An inversion happens when a U.S. corporation and a foreign company merge, with the new parent company based in the foreign country. For tax purposes, the U.S. company becomes foreign-owned, even if all the executives and operations stay in the U.S.

About 50 U.S. companies have carried out inversions in the past decade, and more are considering it, according to the nonpartisan Congressional Research Service. The recent wave of inversions has been dominated by health care companies, including drugmaker AbbVie, which has announced plans to merge with a drug company incorporated in Britain.

In August, Burger King announced that it will acquire Tim Hortons, the Canadian coffee-and-doughnut chain. Burger King executives insist they are not trying to escape U.S. taxes. But some members Congress are skeptical, mainly because the corporate headquarters of the new parent company will be in Canada.

Several Democrats in Congress have announced bills to make it harder for U.S. corporations to carry out inversions, and President Barack Obama included provisions in his 2015 budget request to limit inversions.

Inverted corporations must still pay U.S. taxes on the profits they earn in the U.S. However, they can lower their U.S. tax bills through a maneuver called “earnings stripping.”

Here is how it works: The new foreign parent company “lends” money to the U.S. firm, which must pay it back. The U.S. firm then deducts the interest payments it makes to the parent company, reducing its taxable profits — “stripping” them from its balance sheet.

Some tax experts say Treasury could make inversions less profitable by limiting the practice of earnings stripping.

“When the patient is bleeding and the artery is open, put on a tourniquet,” said Stephen Shay, a former Treasury official who is now a professor at Harvard Law School. “Is the U.S. tax system falling apart because of inversions? No. But the corporate tax base is risking an irreversible decrease.”

Other experts are skeptical that Treasury can effectively address the issue without action by Congress.

“I do not think the regulations would be effective, which is really important because transactions would just morph into another form,” said John M. Samuels, a former Treasury official who is now vice president and senior tax counsel for General Electric Co.

Lew said, “Any action we take will have a strong legal and policy basis, but will not be a substitute for meaningful legislation — it can only address part of the economics. Only a change in the law can shut the door, and only tax reform can solve the problems in our tax code that leads to inversions.”

Dataset entries

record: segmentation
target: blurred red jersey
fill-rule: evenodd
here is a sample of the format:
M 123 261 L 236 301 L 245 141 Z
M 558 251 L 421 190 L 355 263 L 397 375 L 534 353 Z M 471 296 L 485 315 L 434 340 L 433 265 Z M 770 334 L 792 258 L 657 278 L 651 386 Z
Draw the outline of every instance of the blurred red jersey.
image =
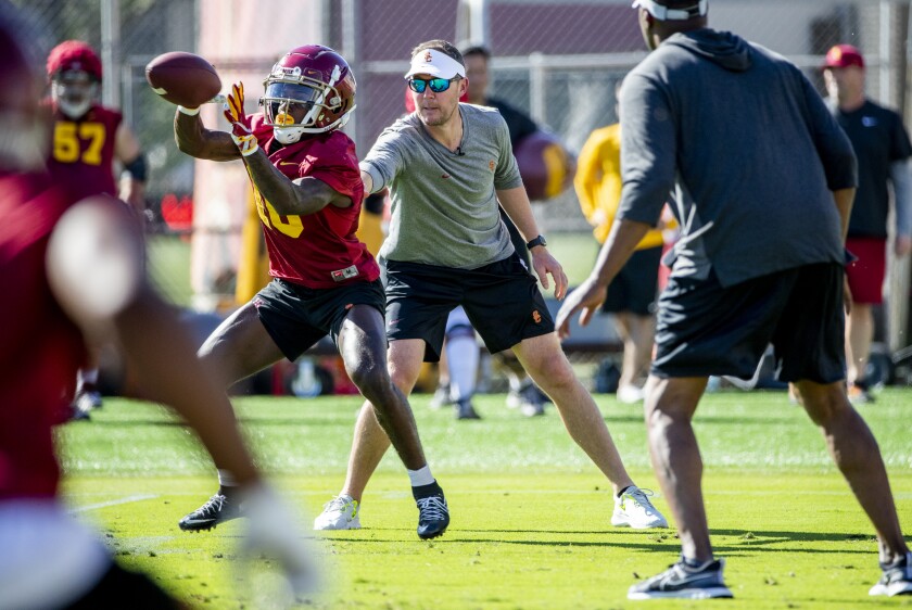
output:
M 305 136 L 280 145 L 264 116 L 251 117 L 259 147 L 279 171 L 294 180 L 316 178 L 351 198 L 346 208 L 327 205 L 306 216 L 283 216 L 253 187 L 256 209 L 269 252 L 269 275 L 311 289 L 337 288 L 373 281 L 380 267 L 355 231 L 358 228 L 364 185 L 355 143 L 342 131 Z
M 85 357 L 45 271 L 48 238 L 72 201 L 48 183 L 46 175 L 0 173 L 0 499 L 56 492 L 51 429 Z
M 49 107 L 53 113 L 48 160 L 51 175 L 72 185 L 75 200 L 100 193 L 117 196 L 114 147 L 123 115 L 94 104 L 79 120 L 73 120 L 53 104 Z

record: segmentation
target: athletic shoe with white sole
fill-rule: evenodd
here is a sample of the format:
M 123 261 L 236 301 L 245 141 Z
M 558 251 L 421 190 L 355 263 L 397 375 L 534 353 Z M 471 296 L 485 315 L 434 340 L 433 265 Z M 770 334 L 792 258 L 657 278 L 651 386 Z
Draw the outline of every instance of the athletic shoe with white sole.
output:
M 411 493 L 418 506 L 418 537 L 427 541 L 442 535 L 449 526 L 449 508 L 443 490 L 434 482 L 411 487 Z
M 881 563 L 881 569 L 884 575 L 867 595 L 912 595 L 912 552 L 907 552 L 895 563 Z
M 314 530 L 360 530 L 358 500 L 352 496 L 335 496 L 314 519 Z
M 617 528 L 633 528 L 634 530 L 649 530 L 650 528 L 668 528 L 668 521 L 662 513 L 649 501 L 653 492 L 631 485 L 615 498 L 615 512 L 611 514 L 611 525 Z
M 724 559 L 709 560 L 693 568 L 682 558 L 661 574 L 631 586 L 628 589 L 628 599 L 733 597 L 722 580 L 724 568 Z
M 212 530 L 220 523 L 243 517 L 241 506 L 228 496 L 215 494 L 206 503 L 178 521 L 177 525 L 185 532 Z

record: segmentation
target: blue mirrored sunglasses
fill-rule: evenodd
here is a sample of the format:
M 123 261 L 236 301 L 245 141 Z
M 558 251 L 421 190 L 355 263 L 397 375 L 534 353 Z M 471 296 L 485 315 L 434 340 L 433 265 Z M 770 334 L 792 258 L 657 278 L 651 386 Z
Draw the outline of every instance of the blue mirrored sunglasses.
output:
M 443 93 L 449 89 L 449 84 L 454 80 L 459 80 L 459 76 L 453 78 L 409 78 L 408 88 L 416 93 L 423 93 L 425 89 L 430 87 L 434 93 Z

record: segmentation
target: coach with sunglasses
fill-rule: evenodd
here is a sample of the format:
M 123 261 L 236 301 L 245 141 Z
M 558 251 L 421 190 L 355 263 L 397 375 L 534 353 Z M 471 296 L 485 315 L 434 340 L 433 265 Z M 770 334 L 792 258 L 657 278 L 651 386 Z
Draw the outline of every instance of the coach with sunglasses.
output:
M 360 163 L 365 192 L 389 188 L 392 199 L 380 256 L 393 383 L 411 392 L 421 361 L 440 359 L 447 314 L 461 305 L 492 353 L 516 353 L 607 475 L 617 498 L 612 524 L 667 526 L 624 470 L 605 420 L 560 348 L 535 276 L 501 220 L 498 202 L 528 241 L 542 285 L 554 284 L 555 296 L 563 298 L 567 276 L 539 232 L 507 124 L 495 109 L 459 103 L 468 80 L 463 55 L 449 42 L 419 45 L 405 77 L 415 112 L 387 128 Z M 389 445 L 366 404 L 340 497 L 360 501 Z

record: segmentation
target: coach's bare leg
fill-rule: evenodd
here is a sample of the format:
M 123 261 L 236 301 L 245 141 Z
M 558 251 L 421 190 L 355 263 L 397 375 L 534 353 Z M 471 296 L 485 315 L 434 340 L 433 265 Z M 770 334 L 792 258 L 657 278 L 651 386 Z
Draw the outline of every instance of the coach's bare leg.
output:
M 653 470 L 659 480 L 687 559 L 712 558 L 702 498 L 702 458 L 691 425 L 707 378 L 659 379 L 646 382 L 646 429 Z
M 393 384 L 404 395 L 408 396 L 425 357 L 425 342 L 420 339 L 405 339 L 390 342 L 387 354 L 390 378 Z M 410 414 L 410 409 L 409 409 Z M 414 422 L 414 419 L 413 419 Z M 377 420 L 373 405 L 365 402 L 355 422 L 355 437 L 352 441 L 352 453 L 349 455 L 349 470 L 345 473 L 345 485 L 341 495 L 352 496 L 360 501 L 367 482 L 383 459 L 383 454 L 390 447 L 390 437 Z M 418 468 L 420 468 L 420 465 Z M 417 470 L 406 465 L 409 470 Z
M 514 352 L 529 377 L 554 401 L 570 436 L 605 473 L 615 494 L 633 485 L 601 412 L 573 373 L 557 334 L 523 339 Z
M 820 425 L 833 461 L 877 531 L 881 561 L 892 562 L 909 551 L 896 513 L 881 448 L 864 419 L 852 408 L 841 382 L 795 383 L 805 410 Z
M 846 316 L 846 360 L 849 383 L 864 379 L 871 341 L 874 338 L 874 314 L 866 303 L 852 303 Z

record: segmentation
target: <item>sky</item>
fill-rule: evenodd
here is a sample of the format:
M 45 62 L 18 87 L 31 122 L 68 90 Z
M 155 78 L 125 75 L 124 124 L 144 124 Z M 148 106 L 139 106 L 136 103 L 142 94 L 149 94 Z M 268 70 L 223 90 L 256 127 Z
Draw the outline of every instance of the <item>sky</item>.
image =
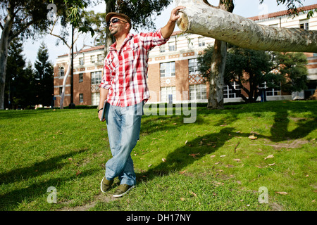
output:
M 163 27 L 167 22 L 170 12 L 175 7 L 175 1 L 168 6 L 166 9 L 164 9 L 161 14 L 156 17 L 154 18 L 153 20 L 155 21 L 155 24 L 156 28 L 158 29 L 160 27 Z M 219 0 L 208 0 L 209 4 L 218 6 L 219 3 Z M 277 6 L 276 0 L 264 0 L 262 4 L 259 4 L 259 0 L 235 0 L 235 9 L 233 11 L 233 13 L 237 14 L 245 18 L 256 16 L 259 15 L 263 15 L 271 13 L 274 13 L 277 11 L 280 11 L 283 10 L 286 10 L 287 8 L 285 6 Z M 317 3 L 316 0 L 304 0 L 303 1 L 304 6 L 309 6 L 315 4 Z M 101 4 L 97 5 L 97 6 L 89 8 L 89 10 L 94 10 L 96 13 L 101 12 L 102 11 L 105 11 L 104 4 Z M 178 27 L 175 27 L 175 31 L 179 30 Z M 59 29 L 56 30 L 56 33 L 58 33 Z M 146 30 L 142 30 L 142 32 L 147 32 Z M 132 30 L 132 33 L 135 33 L 135 31 Z M 70 29 L 69 33 L 70 34 Z M 86 43 L 88 42 L 89 44 L 89 41 L 87 41 L 89 39 L 90 34 L 88 34 L 86 37 Z M 91 37 L 91 36 L 90 36 Z M 70 43 L 70 37 L 69 38 L 68 43 Z M 24 49 L 24 55 L 26 60 L 26 62 L 30 61 L 33 65 L 36 60 L 37 53 L 40 46 L 40 43 L 44 41 L 46 45 L 49 49 L 49 60 L 54 64 L 56 58 L 58 56 L 61 56 L 63 54 L 66 54 L 68 52 L 68 47 L 62 44 L 62 41 L 59 41 L 59 45 L 56 46 L 56 43 L 57 41 L 57 38 L 49 34 L 43 37 L 39 40 L 32 40 L 29 39 L 25 41 L 23 44 Z M 83 45 L 83 39 L 79 39 L 77 41 L 77 46 L 78 49 Z M 75 51 L 75 50 L 74 50 Z

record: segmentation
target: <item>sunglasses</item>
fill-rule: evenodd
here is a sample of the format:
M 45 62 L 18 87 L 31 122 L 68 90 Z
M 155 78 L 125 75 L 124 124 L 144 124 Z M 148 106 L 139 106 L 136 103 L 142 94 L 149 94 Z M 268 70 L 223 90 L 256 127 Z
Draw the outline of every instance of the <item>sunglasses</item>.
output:
M 122 20 L 118 19 L 118 18 L 113 18 L 113 19 L 111 20 L 109 22 L 107 22 L 107 26 L 108 26 L 108 27 L 110 27 L 110 24 L 111 24 L 111 22 L 112 22 L 113 24 L 115 24 L 115 23 L 117 23 L 118 22 L 119 22 L 119 20 L 128 23 L 127 21 L 124 21 L 124 20 Z

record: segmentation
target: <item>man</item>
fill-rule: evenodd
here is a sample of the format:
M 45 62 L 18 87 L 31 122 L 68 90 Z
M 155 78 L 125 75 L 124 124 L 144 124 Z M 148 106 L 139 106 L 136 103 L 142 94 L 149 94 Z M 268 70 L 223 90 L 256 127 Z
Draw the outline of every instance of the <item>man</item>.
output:
M 111 188 L 115 177 L 120 184 L 113 197 L 121 197 L 136 184 L 131 152 L 139 139 L 143 105 L 149 98 L 147 84 L 148 53 L 168 40 L 174 31 L 178 10 L 174 8 L 166 25 L 156 32 L 132 34 L 131 20 L 127 15 L 109 13 L 106 16 L 116 42 L 105 58 L 100 84 L 98 116 L 102 117 L 105 100 L 108 136 L 113 158 L 106 163 L 106 173 L 101 182 L 102 192 Z

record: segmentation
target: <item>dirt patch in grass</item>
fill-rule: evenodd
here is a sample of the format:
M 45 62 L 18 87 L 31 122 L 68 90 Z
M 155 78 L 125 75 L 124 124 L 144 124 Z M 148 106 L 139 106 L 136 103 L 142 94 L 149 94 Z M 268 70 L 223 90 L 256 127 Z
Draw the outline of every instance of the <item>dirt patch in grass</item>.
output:
M 57 211 L 87 211 L 89 209 L 94 207 L 96 205 L 96 204 L 99 202 L 109 202 L 111 201 L 113 201 L 113 200 L 114 200 L 113 197 L 101 193 L 99 195 L 94 196 L 94 200 L 84 205 L 70 207 L 68 206 L 67 205 L 72 203 L 73 201 L 61 202 L 66 205 L 66 206 L 62 207 L 61 209 L 57 210 Z
M 266 144 L 266 146 L 272 146 L 274 148 L 279 150 L 281 148 L 298 148 L 302 145 L 309 143 L 307 140 L 297 139 L 294 141 L 289 141 L 287 143 L 276 143 L 274 144 Z

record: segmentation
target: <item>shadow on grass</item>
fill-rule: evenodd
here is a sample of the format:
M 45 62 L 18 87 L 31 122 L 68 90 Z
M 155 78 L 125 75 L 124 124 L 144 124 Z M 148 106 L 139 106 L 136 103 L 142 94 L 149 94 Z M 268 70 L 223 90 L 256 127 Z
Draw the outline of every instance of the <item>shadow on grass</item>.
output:
M 1 185 L 9 185 L 13 183 L 27 181 L 33 177 L 39 176 L 54 170 L 60 169 L 67 163 L 61 163 L 61 160 L 70 158 L 75 155 L 80 154 L 87 150 L 73 151 L 71 153 L 51 158 L 48 160 L 37 162 L 30 167 L 19 168 L 0 174 Z M 80 174 L 80 176 L 91 175 L 94 171 L 86 170 Z M 0 210 L 8 210 L 14 208 L 23 200 L 27 201 L 30 198 L 34 198 L 44 195 L 49 186 L 56 186 L 58 183 L 70 180 L 77 177 L 76 174 L 70 174 L 68 176 L 52 178 L 49 180 L 35 182 L 27 187 L 15 189 L 6 193 L 0 194 Z M 17 184 L 13 184 L 16 186 Z
M 271 104 L 270 104 L 271 103 Z M 251 105 L 251 104 L 250 104 Z M 274 113 L 274 122 L 271 128 L 271 136 L 263 136 L 259 134 L 258 138 L 268 139 L 272 141 L 282 141 L 290 139 L 297 139 L 306 136 L 311 131 L 317 128 L 316 117 L 313 116 L 311 118 L 295 118 L 297 127 L 291 131 L 287 131 L 290 124 L 289 111 L 293 112 L 309 112 L 311 115 L 316 113 L 316 103 L 312 102 L 309 106 L 307 103 L 289 102 L 285 105 L 278 105 L 275 103 L 269 104 L 256 104 L 254 105 L 245 105 L 242 108 L 230 108 L 225 110 L 206 110 L 201 111 L 200 115 L 197 115 L 197 122 L 198 124 L 204 122 L 200 117 L 204 115 L 223 113 L 223 119 L 218 121 L 213 126 L 220 126 L 225 124 L 230 126 L 231 123 L 238 120 L 239 115 L 245 112 L 254 112 L 255 116 L 260 117 L 262 112 L 273 112 Z M 281 103 L 280 102 L 280 105 Z M 173 129 L 173 127 L 164 127 L 163 129 Z M 161 129 L 161 128 L 159 128 Z M 232 136 L 230 136 L 235 127 L 226 127 L 222 129 L 218 133 L 213 133 L 202 136 L 199 136 L 194 140 L 187 143 L 184 146 L 175 149 L 166 157 L 166 162 L 161 162 L 158 166 L 149 169 L 146 172 L 137 174 L 139 181 L 149 181 L 156 176 L 163 176 L 170 172 L 180 172 L 184 167 L 194 163 L 196 160 L 199 160 L 201 158 L 207 154 L 211 154 L 222 147 L 226 141 L 230 140 Z M 157 131 L 157 129 L 150 129 L 150 131 Z M 235 136 L 247 138 L 250 134 L 235 134 Z M 211 146 L 201 145 L 201 142 L 214 143 Z M 145 178 L 144 178 L 145 177 Z
M 137 174 L 139 181 L 149 181 L 156 176 L 163 176 L 170 172 L 180 172 L 184 167 L 199 160 L 202 157 L 216 151 L 234 136 L 235 128 L 225 127 L 218 133 L 212 133 L 199 136 L 185 146 L 175 149 L 166 157 L 166 162 L 161 162 L 146 172 Z M 247 137 L 249 134 L 239 134 L 240 136 Z M 144 177 L 146 177 L 144 179 Z

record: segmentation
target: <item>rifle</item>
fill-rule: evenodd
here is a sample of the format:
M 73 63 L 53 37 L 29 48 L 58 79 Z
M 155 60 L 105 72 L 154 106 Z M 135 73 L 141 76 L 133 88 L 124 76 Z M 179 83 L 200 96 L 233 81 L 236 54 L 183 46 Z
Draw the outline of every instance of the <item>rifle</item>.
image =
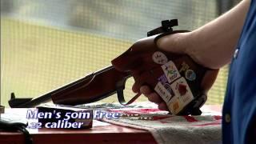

Exercise goal
In the passage on corporate inversions, where will the corporate headquarters of the new parent company formed by Burger King's acquisition of Tim Hortons be located?

Response to the exercise
In Canada.